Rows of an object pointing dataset
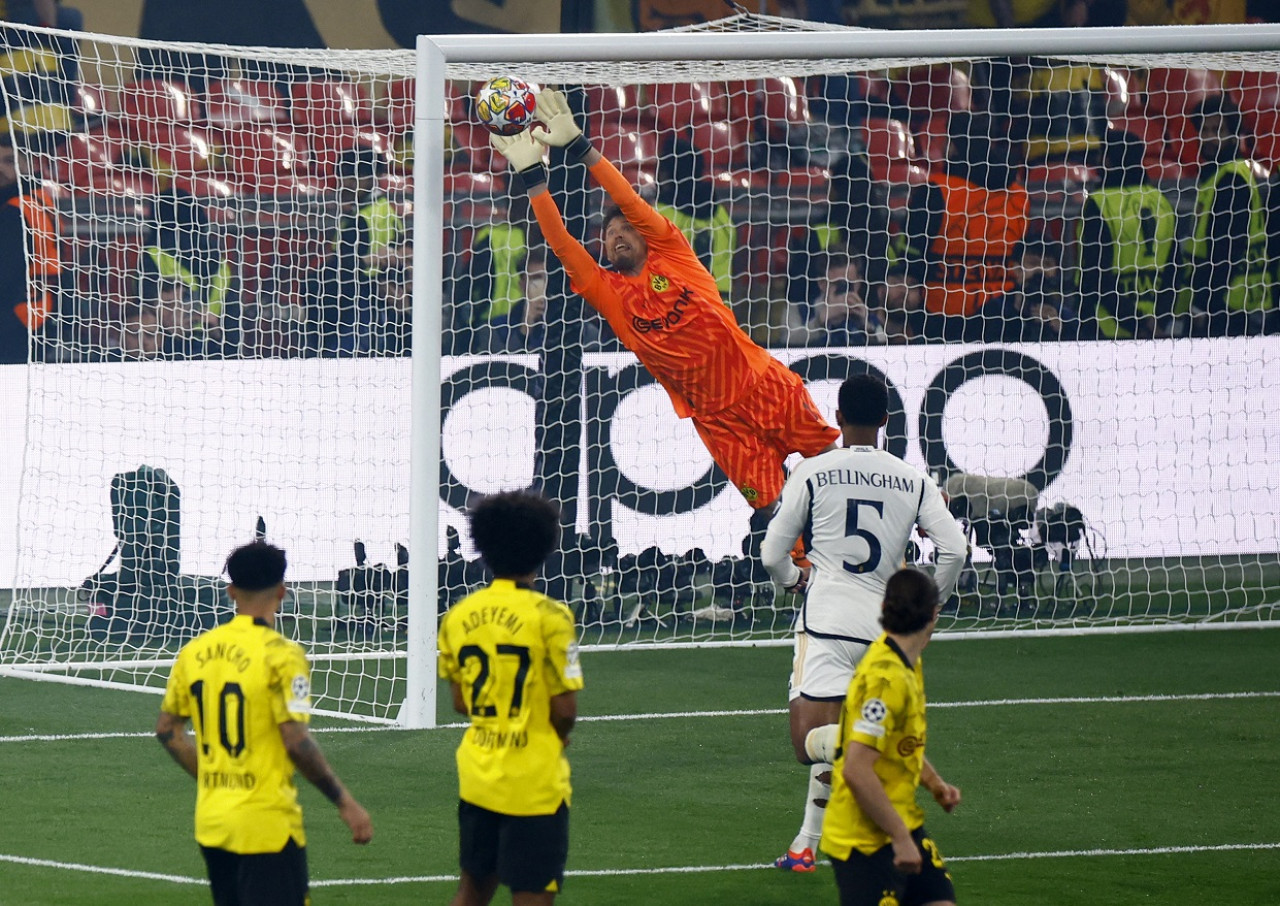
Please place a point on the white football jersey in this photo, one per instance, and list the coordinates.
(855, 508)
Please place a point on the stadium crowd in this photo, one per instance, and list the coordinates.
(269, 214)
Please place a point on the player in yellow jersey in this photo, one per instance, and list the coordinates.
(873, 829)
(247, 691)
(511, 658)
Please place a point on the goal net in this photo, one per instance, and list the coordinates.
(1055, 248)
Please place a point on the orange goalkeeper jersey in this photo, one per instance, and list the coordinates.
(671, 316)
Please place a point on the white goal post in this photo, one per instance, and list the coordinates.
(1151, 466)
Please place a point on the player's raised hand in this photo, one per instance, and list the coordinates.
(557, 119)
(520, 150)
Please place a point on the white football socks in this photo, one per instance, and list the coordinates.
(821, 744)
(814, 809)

Exercise task
Can you repeat everything from the row containing "Please place a point on the player's" down to the last of the rows, swapping "raised hand" for "lifted hand" and leaving all else unchanged?

Solved exercise
Please place a point on the player's lifted hand in this photo, one per instance, and list the coordinates.
(557, 119)
(520, 150)
Please place a point on the white football socks in this photo, one per instance, and list the coordinates.
(821, 744)
(814, 809)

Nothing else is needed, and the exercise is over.